## Exercise goal
Whenever the word "blue" appears in a line of the data below, copy that line.

## Records supplied
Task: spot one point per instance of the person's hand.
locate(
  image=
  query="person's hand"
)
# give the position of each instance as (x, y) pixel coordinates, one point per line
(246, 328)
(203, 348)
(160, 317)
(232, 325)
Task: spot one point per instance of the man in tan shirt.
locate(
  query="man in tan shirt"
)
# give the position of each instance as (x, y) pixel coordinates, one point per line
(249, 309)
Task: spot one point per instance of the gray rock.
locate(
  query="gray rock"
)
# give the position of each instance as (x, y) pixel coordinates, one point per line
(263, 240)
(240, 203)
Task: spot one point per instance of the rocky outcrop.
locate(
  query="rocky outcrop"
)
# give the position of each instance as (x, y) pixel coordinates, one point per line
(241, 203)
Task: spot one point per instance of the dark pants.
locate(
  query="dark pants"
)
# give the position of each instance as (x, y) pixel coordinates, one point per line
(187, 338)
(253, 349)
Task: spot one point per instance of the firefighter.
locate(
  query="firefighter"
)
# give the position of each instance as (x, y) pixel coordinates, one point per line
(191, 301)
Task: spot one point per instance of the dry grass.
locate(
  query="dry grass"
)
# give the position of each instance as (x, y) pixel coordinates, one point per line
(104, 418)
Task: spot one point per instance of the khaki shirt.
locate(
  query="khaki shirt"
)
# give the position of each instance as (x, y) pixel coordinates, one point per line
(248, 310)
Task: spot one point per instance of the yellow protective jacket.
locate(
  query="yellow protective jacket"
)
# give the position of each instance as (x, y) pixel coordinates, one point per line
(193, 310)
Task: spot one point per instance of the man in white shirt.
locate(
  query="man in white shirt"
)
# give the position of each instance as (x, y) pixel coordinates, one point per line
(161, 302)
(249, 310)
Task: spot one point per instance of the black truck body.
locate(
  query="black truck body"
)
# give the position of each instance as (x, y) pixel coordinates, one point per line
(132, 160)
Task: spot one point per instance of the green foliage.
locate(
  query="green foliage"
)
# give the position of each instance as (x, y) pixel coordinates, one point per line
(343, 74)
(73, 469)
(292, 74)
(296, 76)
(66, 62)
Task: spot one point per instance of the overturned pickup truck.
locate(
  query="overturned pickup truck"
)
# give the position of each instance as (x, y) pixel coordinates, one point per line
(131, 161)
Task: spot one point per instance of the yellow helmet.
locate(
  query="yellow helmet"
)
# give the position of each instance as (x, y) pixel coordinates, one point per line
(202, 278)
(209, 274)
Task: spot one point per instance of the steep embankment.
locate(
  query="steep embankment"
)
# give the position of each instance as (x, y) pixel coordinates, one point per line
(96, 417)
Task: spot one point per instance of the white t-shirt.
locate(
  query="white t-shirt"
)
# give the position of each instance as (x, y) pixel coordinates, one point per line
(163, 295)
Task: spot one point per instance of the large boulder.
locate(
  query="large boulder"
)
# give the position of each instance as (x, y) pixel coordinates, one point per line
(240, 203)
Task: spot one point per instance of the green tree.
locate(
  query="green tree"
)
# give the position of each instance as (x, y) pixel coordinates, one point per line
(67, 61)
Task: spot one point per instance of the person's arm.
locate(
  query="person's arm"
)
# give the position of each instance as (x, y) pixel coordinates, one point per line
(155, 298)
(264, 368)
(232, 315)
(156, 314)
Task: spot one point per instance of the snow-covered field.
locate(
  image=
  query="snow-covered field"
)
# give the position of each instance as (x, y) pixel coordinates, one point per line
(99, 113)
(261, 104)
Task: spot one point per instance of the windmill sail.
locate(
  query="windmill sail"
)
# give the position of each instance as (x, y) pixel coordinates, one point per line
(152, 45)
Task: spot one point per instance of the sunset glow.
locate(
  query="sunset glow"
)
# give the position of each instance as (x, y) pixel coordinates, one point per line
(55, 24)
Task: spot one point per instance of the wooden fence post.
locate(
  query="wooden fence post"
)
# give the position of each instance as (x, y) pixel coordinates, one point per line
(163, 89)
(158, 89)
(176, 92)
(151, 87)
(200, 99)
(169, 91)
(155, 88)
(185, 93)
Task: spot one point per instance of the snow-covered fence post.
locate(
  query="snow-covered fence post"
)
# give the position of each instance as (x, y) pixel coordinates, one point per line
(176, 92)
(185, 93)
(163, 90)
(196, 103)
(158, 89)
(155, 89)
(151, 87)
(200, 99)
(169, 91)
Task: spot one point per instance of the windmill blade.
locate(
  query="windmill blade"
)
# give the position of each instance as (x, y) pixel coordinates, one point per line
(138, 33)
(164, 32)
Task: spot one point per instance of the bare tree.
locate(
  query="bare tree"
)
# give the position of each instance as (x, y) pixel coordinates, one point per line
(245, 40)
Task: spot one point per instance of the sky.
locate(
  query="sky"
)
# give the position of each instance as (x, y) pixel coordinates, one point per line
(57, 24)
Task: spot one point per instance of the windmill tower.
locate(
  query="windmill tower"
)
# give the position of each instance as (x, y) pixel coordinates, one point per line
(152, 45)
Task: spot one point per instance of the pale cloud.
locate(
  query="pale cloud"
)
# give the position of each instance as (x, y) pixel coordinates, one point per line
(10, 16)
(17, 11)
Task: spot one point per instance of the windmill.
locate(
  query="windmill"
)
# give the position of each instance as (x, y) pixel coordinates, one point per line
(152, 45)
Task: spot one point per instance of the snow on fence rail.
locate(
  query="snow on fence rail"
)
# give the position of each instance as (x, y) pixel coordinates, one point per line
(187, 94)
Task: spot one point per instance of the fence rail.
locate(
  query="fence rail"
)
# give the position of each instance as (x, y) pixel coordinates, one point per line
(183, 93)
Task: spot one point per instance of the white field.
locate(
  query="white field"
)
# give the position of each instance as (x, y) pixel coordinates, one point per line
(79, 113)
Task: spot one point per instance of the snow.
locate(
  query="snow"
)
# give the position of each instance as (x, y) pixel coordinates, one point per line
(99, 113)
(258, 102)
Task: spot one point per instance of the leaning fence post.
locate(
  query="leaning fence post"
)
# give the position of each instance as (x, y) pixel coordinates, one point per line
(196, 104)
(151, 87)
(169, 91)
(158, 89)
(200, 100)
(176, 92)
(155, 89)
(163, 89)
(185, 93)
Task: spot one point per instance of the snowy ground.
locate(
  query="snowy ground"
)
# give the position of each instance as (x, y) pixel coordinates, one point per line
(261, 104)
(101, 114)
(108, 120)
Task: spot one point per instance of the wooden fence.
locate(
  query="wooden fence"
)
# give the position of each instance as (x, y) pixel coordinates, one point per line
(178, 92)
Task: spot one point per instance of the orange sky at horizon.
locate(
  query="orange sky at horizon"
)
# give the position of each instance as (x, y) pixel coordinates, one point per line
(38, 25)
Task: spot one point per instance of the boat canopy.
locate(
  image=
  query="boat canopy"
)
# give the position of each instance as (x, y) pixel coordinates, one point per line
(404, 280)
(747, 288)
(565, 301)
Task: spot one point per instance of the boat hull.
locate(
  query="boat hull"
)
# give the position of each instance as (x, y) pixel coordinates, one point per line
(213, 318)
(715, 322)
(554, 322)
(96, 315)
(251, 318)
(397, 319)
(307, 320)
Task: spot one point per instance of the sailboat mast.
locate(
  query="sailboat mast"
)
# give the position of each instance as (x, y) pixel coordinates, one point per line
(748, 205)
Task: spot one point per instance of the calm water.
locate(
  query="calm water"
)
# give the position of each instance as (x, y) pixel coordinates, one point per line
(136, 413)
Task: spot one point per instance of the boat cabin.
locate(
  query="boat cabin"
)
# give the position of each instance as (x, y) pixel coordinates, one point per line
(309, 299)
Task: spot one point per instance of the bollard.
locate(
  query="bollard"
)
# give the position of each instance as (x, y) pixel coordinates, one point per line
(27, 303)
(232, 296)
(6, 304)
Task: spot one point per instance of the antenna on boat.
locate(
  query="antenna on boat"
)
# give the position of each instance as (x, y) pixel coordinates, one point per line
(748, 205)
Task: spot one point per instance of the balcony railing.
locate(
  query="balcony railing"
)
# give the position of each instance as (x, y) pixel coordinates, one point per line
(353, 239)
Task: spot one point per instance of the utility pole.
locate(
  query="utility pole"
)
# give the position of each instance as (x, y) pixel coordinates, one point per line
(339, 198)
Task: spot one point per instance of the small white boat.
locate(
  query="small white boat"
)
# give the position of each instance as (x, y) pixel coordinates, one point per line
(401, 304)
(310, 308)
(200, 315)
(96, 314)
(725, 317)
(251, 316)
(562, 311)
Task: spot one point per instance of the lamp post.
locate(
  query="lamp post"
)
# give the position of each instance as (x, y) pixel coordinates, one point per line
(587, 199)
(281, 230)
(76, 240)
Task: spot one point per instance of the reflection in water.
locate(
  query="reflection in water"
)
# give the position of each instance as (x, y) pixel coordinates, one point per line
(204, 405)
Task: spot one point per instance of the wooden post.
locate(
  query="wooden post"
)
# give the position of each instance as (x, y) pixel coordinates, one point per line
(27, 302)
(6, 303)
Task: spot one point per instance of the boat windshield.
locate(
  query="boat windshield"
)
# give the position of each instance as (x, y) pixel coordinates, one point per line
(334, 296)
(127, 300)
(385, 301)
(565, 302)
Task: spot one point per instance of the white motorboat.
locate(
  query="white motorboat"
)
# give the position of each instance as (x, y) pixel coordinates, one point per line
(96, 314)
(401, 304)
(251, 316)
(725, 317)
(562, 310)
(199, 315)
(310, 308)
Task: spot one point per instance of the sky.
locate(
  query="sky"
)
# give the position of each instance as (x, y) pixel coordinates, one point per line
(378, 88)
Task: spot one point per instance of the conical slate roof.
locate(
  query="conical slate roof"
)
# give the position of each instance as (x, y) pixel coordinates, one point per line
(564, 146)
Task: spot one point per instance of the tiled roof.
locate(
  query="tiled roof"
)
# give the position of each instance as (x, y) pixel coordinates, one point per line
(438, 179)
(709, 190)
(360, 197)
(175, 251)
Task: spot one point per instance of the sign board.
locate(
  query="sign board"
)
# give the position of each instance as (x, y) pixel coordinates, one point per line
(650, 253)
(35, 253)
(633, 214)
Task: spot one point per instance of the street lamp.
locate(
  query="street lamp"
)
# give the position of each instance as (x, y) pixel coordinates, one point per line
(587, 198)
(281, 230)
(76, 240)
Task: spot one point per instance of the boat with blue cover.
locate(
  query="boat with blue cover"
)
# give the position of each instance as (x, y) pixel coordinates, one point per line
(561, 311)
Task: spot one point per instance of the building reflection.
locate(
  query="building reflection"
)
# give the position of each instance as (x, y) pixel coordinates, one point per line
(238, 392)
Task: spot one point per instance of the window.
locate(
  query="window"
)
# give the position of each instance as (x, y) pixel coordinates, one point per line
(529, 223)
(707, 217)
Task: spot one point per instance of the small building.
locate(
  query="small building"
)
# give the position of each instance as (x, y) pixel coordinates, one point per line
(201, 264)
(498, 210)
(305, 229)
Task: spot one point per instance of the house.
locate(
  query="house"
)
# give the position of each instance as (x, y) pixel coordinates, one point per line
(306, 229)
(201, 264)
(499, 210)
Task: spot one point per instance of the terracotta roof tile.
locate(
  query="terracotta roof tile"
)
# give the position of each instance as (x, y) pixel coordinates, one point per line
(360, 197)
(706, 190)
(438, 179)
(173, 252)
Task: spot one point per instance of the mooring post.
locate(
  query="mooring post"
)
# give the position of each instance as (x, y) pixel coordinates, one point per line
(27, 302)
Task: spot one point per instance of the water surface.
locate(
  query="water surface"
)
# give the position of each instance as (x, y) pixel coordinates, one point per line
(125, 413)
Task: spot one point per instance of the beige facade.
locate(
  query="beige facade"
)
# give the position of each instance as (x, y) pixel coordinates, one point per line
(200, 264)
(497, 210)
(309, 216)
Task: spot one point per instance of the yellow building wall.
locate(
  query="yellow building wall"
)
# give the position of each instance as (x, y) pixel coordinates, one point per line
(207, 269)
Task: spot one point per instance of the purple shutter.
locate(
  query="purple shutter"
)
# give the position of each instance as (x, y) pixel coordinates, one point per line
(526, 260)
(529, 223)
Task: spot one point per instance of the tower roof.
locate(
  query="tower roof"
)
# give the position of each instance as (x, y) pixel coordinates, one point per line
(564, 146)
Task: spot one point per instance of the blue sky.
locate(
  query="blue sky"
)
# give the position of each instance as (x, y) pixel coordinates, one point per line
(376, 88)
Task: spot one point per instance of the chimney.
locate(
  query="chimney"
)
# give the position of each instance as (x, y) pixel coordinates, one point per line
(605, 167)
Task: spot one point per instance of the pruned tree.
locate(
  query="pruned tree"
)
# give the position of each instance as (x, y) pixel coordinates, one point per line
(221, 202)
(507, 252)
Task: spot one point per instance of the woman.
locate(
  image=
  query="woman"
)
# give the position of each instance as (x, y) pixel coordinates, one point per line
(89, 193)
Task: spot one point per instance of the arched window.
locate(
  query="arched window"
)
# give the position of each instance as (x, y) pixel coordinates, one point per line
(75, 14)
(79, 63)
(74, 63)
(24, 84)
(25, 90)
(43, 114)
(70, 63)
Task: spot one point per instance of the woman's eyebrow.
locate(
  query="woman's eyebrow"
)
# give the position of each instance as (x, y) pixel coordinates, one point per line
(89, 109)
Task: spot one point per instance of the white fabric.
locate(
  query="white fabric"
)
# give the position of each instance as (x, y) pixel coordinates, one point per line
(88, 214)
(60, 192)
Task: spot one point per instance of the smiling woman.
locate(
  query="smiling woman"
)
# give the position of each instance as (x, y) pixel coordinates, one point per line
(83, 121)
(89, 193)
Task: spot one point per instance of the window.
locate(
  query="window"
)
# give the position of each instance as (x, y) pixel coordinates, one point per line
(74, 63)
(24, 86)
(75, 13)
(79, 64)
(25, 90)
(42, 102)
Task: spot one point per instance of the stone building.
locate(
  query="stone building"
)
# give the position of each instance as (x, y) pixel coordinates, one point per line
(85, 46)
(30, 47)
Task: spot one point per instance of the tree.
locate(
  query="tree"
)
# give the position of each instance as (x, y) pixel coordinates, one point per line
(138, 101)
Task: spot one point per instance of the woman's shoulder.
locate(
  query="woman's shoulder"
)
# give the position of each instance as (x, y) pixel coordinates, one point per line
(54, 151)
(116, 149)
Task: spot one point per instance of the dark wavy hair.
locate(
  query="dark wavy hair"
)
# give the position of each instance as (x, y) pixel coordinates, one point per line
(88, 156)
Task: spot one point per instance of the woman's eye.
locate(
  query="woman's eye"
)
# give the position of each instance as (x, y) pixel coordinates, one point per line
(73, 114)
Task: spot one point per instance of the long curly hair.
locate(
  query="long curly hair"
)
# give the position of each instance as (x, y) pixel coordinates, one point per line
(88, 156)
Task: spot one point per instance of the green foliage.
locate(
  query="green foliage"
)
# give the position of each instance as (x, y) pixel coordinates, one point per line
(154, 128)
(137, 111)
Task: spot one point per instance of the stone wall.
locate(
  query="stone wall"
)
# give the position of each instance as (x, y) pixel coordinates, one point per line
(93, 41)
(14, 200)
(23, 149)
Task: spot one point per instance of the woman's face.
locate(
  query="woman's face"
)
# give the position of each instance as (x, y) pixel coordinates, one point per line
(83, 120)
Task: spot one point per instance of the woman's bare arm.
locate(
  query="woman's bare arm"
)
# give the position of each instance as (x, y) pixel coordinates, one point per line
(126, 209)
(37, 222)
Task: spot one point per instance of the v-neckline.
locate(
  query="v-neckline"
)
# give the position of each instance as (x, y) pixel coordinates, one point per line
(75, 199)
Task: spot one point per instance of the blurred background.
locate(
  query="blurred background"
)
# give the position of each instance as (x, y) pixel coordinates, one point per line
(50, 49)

## Answer space
Task: spot one point per instance of the boat with blue cover.
  query="boat with blue cover"
Task: spot one point per instance of the blue sky.
  query="blue sky"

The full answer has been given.